▶ [Goal of the exercise] The output should be limited to the line holding "Each instance receives one point. Mark the window on" and the lines after it through the end of the entries, each restated exactly.

▶ [Exercise material]
★ ★ ★ ★ ★

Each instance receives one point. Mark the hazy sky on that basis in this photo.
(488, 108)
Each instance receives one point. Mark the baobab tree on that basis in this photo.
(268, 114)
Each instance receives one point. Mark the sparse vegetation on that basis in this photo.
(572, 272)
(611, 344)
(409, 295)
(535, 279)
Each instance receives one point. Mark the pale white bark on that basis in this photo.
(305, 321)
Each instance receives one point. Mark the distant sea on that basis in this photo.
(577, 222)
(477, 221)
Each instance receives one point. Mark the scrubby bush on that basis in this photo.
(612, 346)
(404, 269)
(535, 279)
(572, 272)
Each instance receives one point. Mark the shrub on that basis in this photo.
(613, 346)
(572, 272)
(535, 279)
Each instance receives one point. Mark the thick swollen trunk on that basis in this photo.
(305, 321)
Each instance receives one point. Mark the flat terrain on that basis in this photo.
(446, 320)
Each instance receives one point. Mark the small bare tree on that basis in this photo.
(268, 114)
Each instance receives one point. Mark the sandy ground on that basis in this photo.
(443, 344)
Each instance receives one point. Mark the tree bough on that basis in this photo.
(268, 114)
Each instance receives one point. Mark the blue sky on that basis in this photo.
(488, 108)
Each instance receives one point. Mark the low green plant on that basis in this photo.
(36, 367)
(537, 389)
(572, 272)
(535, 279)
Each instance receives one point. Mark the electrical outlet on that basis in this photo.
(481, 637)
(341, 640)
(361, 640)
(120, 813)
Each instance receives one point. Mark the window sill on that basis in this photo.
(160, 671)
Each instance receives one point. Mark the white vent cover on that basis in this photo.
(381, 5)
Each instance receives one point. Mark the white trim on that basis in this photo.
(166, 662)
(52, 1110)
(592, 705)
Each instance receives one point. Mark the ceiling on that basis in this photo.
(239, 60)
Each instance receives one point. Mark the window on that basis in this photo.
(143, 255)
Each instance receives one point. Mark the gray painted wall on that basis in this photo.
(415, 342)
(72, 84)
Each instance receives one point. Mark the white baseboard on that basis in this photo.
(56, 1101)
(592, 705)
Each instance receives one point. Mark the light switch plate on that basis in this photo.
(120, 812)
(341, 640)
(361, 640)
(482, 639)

★ ★ ★ ★ ★

▶ [Exercise output]
Each instance receives one point. Mark the window on that basis in this photo.
(143, 255)
Each instance receives one point. Mark the gray painted wall on that basis in this photo.
(415, 342)
(72, 84)
Each instance receives one point. Mark the white baseboard on that basis in this photo.
(56, 1101)
(592, 705)
Each instance receives one point. Mark the light switch plate on that basis in this photo.
(120, 812)
(341, 640)
(361, 640)
(482, 639)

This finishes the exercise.